DIRECTIONS FOR THIS TASK:
Copy the stretch from "Officers began receiving" through "alone, he said." in the shooting report, keeping every word and mark unchanged.

GIVEN PASSAGE:
━━━━━━━━━━━━━━━━━━━━

At Hills Church, just a few miles away from the attack scene, dozens of people gathered around a tall metal cross as the sun set Monday to pray. Some wrapped their arms around each other as they listened. The mayor and law enforcement officers were among those in the crowd.
Lead pastor Matt Mizell talked about living in a “dark and broken world” but told the crowd that there was still hope and asked God to provide them strength.
Officers began receiving reports of gunshots at about 10:57 a.m. The first officer arrived at 11:02 a.m. and three minutes later the gunman had been killed, Hebbe said.
At first officers thought there might be a second suspect and schools were locked down “because we didn’t know where any other suspects could be,” the chief said. However, it now appears that the 18-year-old acted alone, he said.
One Farmington officer was shot and taken to the hospital, where he was treated and released, while a state police officer also was shot and drove himself to the hospital where he remained and is doing well, Hebbe said. That officer was reported to be in stable condition.
Joseph Robledo, a 32-year-old tree trimmer, said he rushed home after learning that his wife and 1-year-old daughter had sought shelter in the laundry room when gunshots rang out. A bullet went through his daughter’s window and room, without hitting anyone.

━━━━━━━━━━━━━━━━━━━━

EXCERPTED DATA:
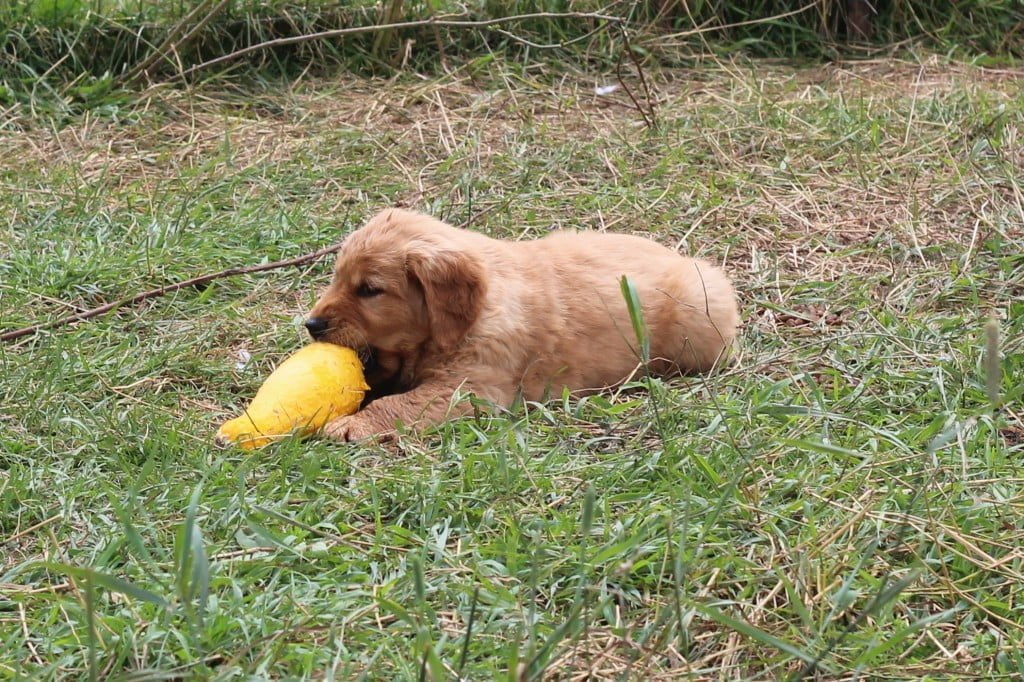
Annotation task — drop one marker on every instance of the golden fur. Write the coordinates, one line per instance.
(437, 311)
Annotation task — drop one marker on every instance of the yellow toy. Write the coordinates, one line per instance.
(316, 384)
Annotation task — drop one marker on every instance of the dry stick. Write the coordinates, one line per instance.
(648, 121)
(161, 291)
(173, 35)
(433, 22)
(643, 79)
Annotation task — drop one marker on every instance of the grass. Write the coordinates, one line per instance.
(844, 503)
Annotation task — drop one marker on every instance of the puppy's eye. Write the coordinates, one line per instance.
(367, 290)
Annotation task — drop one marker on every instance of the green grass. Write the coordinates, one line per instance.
(845, 494)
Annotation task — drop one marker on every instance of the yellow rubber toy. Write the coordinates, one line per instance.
(316, 384)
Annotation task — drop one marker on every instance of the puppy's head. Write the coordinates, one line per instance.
(402, 284)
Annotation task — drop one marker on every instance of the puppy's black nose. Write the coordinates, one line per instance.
(316, 327)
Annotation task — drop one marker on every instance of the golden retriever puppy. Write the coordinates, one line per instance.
(436, 311)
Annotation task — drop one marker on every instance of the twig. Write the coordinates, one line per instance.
(432, 22)
(643, 79)
(648, 119)
(175, 40)
(161, 291)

━━━━━━━━━━━━━━━━━━━━

TASK ANSWER:
Officers began receiving reports of gunshots at about 10:57 a.m. The first officer arrived at 11:02 a.m. and three minutes later the gunman had been killed, Hebbe said.
At first officers thought there might be a second suspect and schools were locked down “because we didn’t know where any other suspects could be,” the chief said. However, it now appears that the 18-year-old acted alone, he said.